Monday, October 29, 2012

Seeing Through Shower Curtains and Other Light Scattering Materials

Taking a shower while secure in the knowledge that no one can see through the curtains may soon be a thing of the past. Researchers Ori Katz, Eran Small and Yaron Silberberg of the Weizmann Institute of Science, Rehovot, Israel, have developed a method for de-scattering light to form coherent images in real time. 
In other words, they have found a way to look through shower curtains, frosted glass and other image-blurring materials. The technique may one day aid scientists in seeing through living tissue or around corners. (more)

And, I have found their research. ~Kevin

Thursday, October 25, 2012

Maltego - For the PI and Security Director of the Future

What Maltego does is quickly and succinctly draws on public data sources to put together a graphical digital footprint...

Click to enlarge.
Maltego is highly efficient at quickly assembling digital crumbs and linking those pieces together, which would be tedious work otherwise. 

Roelof Temmingh (co-creator) used Maltego to search Twitter with coordinates for the vicinity of the NSA's parking lot...

Temmingh pulled up a web of scattered tweets in Maltego. He picked out one person...

Then Maltego combed social networking sites, checking sources such as Facebook, MySpace, and LinkedIn. An identical photo linked the person's Facebook and MySpace page. From there, Maltego spotted more information. After a day of searching, Maltego discovered the person's email address, date of birth, travel history, employment, and education history.

"This is about a day's worth of digging around," Temmingh said. "It's not weeks and weeks."

Other interesting information can come from EXIF (exchangeable image file) data, which is information often embedded in a photograph... (more)

An investigative tool, and vulnerability assessment tool. For cutting-edge PIs, a  competitive advantage. For the average security director, a mini FBICIANSA. ~Kevin

FBI Issues Warning Regarding Android Malware

The FBI's Internet Crime Complaint Center has issued a warning alerting users about malware that targets the Android mobile operating system. 

The intelligence note from the IC3 was issued last week, and highlighted on Monday by Apple 2.0. It noted there are various forms of malware out in the wild that attack Android devices.

Two forms of malware cited byt he IC3 are Loozfon, which steals information from users, and FinFisher, which can give nefarious hackers control over a user's device.

DATA BLOCK -
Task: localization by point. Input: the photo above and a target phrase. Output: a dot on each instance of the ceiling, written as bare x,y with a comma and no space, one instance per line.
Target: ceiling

WHAT YOU HAVE TO DO - In the blog posts, which two forms of Android malware does the IC3 cite?

REPLY TO THE TASK - Loozfon and FinFisher.